My heart is heavy. It breaks for those children in Connecticut and for their families. My head is fuzzy and I feel sick thinking of the moms and dads who lost their babies yesterday. I held Emerson a little longer before laying her in her crib for the night with tears in my eyes. And afterwards, as Jared and I sat under a big sky full of stars, I thought about my Pappy and how he used to look at those same stars on a big Navy ship in the middle of the ocean, thinking of my Grammy. 

But oh, how the world beneath has changed. Would he even recognize this place? It seems that indifference and apathy have crept into our society. Slowly seeping into the cracks and crevices of our culture. Poisoning the hearts and minds of so many. I asked Jared, do you think there is one moment, one defining instance that we can look back on and say, "There it is. That was it. That act, that thing, that moment in time where everything took a turn for the worse. And did we all just sit back and watch it unfold? Let it happen?" I don't think that's how it happened though. It's been a slow process. A very slow moving process. Slowly, anger and a certain coldess have peppered our lives, numbing our senses, creating an unresponsiveness towards the basic needs of the human soul.

_Collected material_
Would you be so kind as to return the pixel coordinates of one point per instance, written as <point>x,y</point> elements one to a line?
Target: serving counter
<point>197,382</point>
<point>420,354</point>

_Exercise tasks_
1. Print a passage from the reflection on the Connecticut tragedy, beginning at the words "My heart is" and stopping after "of my Grammy.".
2. Condense the paragraph of the reflection on the Connecticut tragedy that opens with "My heart is heavy" into a shorter version that keeps its main facts.
This material was drawn from a separate source.

_Answers to the tasks_
1.
My heart is heavy. It breaks for those children in Connecticut and for their families. My head is fuzzy and I feel sick thinking of the moms and dads who lost their babies yesterday. I held Emerson a little longer before laying her in her crib for the night with tears in my eyes. And afterwards, as Jared and I sat under a big sky full of stars, I thought about my Pappy and how he used to look at those same stars on a big Navy ship in the middle of the ocean, thinking of my Grammy.

2. I am heartbroken for the children in Connecticut and their families, and I feel sick thinking of the parents who lost their children yesterday. With tears in my eyes, I held Emerson a little longer before putting her in her crib. Later, sitting under the stars with Jared, I thought of my Pappy, who used to look at those same stars from a Navy ship in the middle of the ocean while thinking of my Grammy.